Transcribe the passage of the newspaper column below starting with "Adelia Hunt and" and going on through "chances for reinstatem­ent.".
═══ Document passage ═══
The Saratogian (Saratoga, NY)

100 YEARS AGO IN THE SARATOGIAN

- —Kevin Gilbert

Monday, Dec. 9, 1918. A Schuylervi­lle woman who’d been expelled from an Albany nursing school last month commits suicide in her dorm room this afternoon, The Saratogian reports.

Adelia Hunt and three other nursing students were expelled for breaking hospital rules, according to Dr. Harold C. Goodwin, director of the Albany Hospital Training School for Nurses. “The young woman’s expulsion, it is said, came as the result of an automobile ride,” a Schuylervi­lle correspond­ent explains. It’s unclear whether all four women took part in the same ride.

Hunt and three friends – possibly the other three expelled students – spent last weekend in Schuylervi­lle. She returns to Albany this morning to pack her belongings and is denied a chance to meet with Goodwin to discuss her chances for reinstatem­ent.

Nursing student Catherine Bassett tells reporters that Hunt was discussing “various details of her expulsion” when “Suddenly she whipped out a 32 calibre revolver which she had concealed in her coat.”

“I am innocent of the charges,” Hunt tells Bassett before putting the gun to her head and pulling the trigger.

“The nurses who were with Miss Hunt said that her act was done so quickly, they had no opportunit­y to interfere,” the reporter writes.

The nurses rush Hunt to the hospital, where she dies without regaining consciousn­ess an hour later. She is survived by her stepmother, Mrs. A.A. Hunt, who “is griefstric­ken over her daughter’s act and said it was the last thing in the world she had expected her daughter to do when the young woman announced her intention of returning to Albany.”

Saratogian­s Coming Home From Camps

“With the honorable discharge and return home of several of the soldiers from this city, who have been in the cantonment­s and in officers training schools, Saratogian­s are beginning to get the first real evidence that the war has ended,” The Saratogian reports.
═══ Provided material ═══
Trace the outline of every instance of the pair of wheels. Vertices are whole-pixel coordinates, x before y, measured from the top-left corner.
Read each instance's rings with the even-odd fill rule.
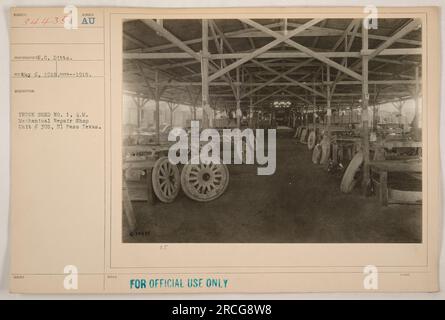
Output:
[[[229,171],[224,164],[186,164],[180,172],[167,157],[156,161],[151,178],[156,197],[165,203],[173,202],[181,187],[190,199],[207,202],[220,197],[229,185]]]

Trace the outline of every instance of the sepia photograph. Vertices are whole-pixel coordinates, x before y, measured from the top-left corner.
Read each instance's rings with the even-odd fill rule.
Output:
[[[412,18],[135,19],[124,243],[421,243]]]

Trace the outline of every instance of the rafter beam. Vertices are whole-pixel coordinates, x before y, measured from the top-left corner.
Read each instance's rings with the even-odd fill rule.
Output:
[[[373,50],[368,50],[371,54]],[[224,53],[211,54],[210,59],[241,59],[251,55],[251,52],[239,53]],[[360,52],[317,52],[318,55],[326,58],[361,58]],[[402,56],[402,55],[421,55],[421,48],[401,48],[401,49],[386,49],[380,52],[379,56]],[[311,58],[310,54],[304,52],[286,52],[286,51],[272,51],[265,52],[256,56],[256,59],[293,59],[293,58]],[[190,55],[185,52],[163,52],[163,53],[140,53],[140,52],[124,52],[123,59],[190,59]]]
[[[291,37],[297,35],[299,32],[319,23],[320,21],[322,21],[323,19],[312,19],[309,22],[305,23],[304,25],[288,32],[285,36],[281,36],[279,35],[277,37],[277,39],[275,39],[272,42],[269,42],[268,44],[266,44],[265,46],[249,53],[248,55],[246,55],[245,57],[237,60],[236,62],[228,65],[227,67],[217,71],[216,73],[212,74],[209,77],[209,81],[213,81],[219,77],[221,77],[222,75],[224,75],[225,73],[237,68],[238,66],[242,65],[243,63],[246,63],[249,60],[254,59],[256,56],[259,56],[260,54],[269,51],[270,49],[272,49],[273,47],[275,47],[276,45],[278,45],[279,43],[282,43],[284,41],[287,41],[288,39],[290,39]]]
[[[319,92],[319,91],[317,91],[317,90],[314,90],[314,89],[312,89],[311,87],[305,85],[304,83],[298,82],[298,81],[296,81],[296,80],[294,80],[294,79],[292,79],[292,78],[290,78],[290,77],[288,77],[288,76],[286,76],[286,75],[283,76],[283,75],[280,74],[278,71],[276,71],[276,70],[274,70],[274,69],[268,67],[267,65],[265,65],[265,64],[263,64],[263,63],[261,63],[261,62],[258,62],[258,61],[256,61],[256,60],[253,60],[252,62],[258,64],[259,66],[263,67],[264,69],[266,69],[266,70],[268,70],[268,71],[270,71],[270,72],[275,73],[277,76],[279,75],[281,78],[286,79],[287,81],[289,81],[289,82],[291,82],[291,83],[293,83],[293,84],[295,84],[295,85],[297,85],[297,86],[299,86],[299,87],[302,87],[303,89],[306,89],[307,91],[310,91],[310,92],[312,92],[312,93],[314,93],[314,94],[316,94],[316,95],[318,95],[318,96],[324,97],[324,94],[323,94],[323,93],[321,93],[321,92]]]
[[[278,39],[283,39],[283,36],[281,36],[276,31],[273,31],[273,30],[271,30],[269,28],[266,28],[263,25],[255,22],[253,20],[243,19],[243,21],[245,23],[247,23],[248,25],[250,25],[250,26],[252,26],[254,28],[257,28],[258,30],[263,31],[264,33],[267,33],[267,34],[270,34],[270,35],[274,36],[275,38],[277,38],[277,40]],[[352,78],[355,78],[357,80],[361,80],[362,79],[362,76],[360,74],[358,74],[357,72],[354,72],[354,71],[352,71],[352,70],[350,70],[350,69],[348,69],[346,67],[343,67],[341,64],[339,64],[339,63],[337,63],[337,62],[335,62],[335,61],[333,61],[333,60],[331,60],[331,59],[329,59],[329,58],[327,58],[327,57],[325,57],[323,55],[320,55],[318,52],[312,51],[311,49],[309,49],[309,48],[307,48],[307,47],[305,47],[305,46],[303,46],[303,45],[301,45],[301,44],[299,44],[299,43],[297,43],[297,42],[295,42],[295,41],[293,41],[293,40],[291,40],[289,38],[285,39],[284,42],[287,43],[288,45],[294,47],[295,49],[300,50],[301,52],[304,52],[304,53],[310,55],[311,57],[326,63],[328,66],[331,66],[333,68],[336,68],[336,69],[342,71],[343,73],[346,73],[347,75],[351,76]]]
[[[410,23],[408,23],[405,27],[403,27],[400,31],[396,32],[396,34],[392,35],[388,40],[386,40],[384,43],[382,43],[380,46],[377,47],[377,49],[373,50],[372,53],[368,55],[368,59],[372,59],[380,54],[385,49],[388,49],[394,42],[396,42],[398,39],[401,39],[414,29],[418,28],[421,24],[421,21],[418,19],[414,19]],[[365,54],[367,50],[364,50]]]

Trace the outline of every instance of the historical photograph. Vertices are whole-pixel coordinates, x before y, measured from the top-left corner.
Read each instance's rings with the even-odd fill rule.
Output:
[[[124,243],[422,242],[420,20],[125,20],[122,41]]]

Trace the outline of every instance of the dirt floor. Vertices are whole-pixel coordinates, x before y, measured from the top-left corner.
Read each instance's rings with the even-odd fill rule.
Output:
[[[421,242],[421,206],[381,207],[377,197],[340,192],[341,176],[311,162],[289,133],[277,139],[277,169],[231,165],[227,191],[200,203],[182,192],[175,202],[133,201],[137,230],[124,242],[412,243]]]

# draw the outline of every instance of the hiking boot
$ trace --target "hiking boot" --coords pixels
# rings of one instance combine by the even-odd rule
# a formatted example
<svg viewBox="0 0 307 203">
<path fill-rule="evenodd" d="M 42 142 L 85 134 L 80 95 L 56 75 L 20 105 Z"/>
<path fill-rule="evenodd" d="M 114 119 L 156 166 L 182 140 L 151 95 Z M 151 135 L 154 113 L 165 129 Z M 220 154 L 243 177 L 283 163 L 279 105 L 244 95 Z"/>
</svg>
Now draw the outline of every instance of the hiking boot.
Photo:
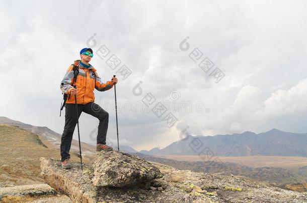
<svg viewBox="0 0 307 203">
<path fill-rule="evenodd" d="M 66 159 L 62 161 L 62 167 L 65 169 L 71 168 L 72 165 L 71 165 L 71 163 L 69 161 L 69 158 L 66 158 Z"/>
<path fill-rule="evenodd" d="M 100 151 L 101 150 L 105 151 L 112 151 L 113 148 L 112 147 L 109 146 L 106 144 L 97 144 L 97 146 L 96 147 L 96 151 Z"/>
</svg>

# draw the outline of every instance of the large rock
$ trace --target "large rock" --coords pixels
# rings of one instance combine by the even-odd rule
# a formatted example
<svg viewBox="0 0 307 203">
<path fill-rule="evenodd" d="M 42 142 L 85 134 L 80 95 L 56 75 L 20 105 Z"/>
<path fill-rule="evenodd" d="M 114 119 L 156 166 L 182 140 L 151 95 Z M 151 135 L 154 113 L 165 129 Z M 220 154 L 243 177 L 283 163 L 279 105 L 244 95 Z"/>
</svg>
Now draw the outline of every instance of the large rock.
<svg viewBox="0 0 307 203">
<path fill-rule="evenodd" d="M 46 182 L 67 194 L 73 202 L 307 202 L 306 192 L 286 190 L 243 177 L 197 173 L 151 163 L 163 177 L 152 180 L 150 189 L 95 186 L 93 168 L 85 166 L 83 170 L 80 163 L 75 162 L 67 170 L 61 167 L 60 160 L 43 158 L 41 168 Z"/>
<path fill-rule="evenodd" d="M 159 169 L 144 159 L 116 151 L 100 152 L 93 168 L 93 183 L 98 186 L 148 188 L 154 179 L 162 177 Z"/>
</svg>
═══
* [Solution for this task]
Adelia Hunt and three other nursing students were expelled for breaking hospital rules, according to Dr. Harold C. Goodwin, director of the Albany Hospital Training School for Nurses. “The young woman’s expulsion, it is said, came as the result of an automobile ride,” a Schuylervi­lle correspond­ent explains. It’s unclear whether all four women took part in the same ride.

Hunt and three friends – possibly the other three expelled students – spent last weekend in Schuylervi­lle. She returns to Albany this morning to pack her belongings and is denied a chance to meet with Goodwin to discuss her chances for reinstatem­ent.